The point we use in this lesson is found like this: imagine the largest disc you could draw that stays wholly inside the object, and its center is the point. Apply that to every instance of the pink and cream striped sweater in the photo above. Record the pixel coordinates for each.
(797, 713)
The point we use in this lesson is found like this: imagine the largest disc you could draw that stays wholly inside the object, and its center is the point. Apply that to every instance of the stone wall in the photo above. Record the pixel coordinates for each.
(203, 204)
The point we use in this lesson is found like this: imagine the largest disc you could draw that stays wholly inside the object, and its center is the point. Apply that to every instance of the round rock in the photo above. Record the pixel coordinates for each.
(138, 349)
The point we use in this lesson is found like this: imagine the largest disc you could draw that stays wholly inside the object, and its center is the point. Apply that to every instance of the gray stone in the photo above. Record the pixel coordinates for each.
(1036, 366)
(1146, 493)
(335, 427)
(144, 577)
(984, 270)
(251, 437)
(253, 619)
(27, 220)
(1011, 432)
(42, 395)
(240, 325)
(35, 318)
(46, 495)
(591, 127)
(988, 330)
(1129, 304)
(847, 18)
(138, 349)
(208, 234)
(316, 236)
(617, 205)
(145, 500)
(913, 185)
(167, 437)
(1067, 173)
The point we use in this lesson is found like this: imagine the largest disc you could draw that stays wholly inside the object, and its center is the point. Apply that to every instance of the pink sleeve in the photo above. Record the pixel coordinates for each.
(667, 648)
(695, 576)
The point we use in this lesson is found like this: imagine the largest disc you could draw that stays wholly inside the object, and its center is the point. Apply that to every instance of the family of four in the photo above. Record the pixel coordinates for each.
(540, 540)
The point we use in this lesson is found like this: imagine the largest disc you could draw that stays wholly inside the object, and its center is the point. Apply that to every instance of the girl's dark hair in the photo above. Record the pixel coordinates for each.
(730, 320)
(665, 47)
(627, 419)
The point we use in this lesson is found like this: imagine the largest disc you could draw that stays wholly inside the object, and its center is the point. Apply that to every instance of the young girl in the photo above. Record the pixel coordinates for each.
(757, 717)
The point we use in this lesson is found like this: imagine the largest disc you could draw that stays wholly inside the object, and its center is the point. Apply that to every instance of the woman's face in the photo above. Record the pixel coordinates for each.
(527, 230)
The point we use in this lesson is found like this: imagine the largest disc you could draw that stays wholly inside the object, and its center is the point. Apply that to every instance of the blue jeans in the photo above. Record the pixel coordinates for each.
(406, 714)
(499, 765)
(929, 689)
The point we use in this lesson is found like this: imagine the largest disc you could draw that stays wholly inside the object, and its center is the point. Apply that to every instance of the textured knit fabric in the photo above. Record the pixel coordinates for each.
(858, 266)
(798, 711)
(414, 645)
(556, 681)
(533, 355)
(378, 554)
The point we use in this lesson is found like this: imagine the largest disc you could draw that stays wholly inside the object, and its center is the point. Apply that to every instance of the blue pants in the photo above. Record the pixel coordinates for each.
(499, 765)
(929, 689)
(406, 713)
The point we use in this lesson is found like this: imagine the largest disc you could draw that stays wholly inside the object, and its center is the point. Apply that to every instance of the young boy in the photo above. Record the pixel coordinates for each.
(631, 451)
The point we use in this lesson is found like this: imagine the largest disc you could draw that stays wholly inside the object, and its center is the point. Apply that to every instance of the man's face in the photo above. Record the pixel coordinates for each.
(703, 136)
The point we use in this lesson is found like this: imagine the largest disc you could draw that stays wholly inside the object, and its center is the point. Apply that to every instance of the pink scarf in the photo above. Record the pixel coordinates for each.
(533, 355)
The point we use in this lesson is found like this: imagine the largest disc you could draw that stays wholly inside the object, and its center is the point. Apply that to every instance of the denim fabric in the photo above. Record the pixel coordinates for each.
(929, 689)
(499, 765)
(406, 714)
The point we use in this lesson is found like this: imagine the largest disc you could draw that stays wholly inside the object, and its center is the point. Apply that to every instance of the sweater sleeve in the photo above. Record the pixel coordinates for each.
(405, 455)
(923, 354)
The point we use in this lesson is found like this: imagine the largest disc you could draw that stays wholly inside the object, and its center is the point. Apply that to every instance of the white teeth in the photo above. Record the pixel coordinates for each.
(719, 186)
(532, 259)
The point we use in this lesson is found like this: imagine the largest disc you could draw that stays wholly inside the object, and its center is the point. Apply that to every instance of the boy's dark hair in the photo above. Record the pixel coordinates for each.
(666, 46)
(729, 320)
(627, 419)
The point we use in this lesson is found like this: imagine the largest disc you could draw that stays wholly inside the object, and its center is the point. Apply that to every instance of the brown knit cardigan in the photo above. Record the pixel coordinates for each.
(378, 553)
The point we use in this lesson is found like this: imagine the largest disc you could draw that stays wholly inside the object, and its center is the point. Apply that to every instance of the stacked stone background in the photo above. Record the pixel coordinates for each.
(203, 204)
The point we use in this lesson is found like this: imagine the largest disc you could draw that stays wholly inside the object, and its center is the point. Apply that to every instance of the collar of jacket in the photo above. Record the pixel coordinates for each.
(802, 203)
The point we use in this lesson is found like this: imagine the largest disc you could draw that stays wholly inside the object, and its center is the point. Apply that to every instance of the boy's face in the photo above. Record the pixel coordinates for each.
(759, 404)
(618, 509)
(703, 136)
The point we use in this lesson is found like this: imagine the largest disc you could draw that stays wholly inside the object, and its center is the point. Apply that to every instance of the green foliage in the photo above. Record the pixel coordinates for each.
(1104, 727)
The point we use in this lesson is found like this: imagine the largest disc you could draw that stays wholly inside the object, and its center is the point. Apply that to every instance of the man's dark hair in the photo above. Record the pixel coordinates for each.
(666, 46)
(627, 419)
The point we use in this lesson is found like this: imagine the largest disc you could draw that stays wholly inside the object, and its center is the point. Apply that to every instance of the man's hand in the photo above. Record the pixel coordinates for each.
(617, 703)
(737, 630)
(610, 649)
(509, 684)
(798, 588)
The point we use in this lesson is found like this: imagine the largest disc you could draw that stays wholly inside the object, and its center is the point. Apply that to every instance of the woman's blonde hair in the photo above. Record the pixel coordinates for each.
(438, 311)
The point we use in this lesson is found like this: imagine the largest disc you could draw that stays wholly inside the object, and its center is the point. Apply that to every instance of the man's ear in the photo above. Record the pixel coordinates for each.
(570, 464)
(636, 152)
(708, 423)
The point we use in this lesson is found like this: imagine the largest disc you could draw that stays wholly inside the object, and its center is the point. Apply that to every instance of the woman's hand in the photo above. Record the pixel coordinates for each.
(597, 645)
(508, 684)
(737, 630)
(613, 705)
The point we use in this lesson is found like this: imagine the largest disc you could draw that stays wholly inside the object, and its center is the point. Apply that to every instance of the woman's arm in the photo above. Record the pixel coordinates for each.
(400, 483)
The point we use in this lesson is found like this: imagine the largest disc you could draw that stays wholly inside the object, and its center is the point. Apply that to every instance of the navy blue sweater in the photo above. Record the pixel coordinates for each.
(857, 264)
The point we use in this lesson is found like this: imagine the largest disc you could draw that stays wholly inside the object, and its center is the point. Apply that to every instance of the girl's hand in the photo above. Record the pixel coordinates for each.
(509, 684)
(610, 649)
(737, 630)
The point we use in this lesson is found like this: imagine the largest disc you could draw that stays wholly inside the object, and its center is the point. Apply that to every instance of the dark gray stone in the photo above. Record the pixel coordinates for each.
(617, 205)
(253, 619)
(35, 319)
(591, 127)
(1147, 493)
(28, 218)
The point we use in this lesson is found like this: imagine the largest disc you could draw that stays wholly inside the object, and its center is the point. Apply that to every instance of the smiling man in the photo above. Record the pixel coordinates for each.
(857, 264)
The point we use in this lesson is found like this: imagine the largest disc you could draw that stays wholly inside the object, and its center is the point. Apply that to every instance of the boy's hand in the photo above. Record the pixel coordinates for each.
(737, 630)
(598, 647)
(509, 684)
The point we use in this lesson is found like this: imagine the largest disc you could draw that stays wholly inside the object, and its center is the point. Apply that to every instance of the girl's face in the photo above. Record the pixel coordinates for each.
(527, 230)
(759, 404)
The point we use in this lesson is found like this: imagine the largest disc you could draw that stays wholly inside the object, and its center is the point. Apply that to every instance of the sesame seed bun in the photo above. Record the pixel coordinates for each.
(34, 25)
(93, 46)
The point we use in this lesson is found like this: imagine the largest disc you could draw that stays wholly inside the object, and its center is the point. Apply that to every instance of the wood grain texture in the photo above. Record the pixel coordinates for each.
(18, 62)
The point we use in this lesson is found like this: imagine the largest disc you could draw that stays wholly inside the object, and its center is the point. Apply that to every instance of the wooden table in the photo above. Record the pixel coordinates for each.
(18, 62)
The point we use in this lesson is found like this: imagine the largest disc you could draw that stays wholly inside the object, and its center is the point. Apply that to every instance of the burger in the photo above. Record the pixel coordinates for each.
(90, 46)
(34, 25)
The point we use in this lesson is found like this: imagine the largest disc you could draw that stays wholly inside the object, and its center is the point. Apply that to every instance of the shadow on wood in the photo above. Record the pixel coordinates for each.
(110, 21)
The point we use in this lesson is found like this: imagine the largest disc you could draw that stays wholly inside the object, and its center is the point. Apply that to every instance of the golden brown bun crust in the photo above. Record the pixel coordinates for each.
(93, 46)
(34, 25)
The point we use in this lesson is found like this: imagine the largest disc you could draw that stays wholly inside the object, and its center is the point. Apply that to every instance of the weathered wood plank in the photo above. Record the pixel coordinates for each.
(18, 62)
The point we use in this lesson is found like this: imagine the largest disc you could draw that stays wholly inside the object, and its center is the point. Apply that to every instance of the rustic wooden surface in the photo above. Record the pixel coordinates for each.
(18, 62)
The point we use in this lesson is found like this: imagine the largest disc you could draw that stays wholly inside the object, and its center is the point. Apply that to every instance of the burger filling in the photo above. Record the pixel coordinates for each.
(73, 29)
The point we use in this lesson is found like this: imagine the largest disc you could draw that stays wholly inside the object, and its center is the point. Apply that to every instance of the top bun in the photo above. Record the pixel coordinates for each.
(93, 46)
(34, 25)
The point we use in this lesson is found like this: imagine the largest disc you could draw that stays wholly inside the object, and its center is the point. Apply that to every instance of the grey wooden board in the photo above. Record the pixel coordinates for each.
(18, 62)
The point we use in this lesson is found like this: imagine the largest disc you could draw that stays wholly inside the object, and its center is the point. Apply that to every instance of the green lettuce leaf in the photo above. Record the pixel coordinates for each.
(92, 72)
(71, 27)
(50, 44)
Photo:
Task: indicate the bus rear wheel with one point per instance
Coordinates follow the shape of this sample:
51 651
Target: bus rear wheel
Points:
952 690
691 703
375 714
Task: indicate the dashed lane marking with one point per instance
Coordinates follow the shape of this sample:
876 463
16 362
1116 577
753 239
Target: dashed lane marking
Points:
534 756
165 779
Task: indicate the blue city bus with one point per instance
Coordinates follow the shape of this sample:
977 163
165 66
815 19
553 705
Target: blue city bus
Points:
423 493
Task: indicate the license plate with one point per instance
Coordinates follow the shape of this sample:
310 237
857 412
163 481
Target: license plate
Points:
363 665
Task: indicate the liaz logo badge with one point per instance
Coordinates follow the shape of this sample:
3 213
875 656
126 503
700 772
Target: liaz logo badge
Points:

» **HOW TO COMPLETE THIS TASK**:
In the data above, each line holding "badge" is to be found and copied.

» **REPLY**:
Task: indicate the liaz logo badge with one point per instance
Target: liaz logo badge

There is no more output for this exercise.